» STATED PROBLEM: Reproduce the part of the data that begins with the line containing "Coach's film review — highlight every framed", including that line, and continues through the end of the data, copying every character unchanged.

» INFORMATION SHOWN:
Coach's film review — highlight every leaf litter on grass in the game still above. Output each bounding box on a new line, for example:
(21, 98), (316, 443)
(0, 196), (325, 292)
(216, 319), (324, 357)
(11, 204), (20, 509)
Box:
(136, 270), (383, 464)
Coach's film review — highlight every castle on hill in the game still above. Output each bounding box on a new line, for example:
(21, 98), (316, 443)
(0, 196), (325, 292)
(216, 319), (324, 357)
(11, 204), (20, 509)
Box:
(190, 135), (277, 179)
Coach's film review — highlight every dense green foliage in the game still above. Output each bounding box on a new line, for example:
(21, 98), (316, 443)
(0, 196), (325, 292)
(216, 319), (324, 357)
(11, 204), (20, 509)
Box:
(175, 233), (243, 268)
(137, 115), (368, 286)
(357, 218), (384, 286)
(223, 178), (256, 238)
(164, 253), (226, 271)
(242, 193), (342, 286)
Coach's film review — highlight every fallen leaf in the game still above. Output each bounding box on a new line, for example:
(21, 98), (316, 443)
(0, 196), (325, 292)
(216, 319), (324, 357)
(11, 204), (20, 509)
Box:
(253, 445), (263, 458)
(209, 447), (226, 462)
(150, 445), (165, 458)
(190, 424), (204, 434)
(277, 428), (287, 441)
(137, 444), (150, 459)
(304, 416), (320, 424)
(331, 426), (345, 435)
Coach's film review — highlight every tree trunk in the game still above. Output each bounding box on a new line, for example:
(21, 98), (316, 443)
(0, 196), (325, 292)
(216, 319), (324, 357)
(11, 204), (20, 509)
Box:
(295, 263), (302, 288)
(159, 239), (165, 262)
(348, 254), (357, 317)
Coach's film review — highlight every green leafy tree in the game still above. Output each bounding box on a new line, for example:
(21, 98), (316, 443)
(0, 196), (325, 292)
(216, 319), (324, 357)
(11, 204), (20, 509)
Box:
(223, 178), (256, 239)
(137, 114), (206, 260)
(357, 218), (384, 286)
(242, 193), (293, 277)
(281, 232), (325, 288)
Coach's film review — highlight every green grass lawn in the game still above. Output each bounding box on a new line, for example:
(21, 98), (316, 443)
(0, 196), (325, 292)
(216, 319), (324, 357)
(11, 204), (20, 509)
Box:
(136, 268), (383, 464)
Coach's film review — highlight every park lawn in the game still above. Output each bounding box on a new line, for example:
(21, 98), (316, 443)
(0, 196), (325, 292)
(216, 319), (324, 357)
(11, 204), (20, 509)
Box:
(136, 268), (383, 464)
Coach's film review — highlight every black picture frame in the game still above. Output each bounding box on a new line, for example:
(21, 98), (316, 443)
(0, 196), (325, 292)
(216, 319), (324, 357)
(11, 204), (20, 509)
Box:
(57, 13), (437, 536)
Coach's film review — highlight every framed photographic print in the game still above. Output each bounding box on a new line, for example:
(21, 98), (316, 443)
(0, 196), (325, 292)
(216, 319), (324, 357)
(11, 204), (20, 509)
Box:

» FULL RESPONSE:
Coach's film review — highlight every framed photographic print in the game still above. Output each bounding box on a new line, for example:
(21, 98), (316, 443)
(0, 196), (325, 292)
(216, 319), (324, 357)
(11, 204), (20, 509)
Box:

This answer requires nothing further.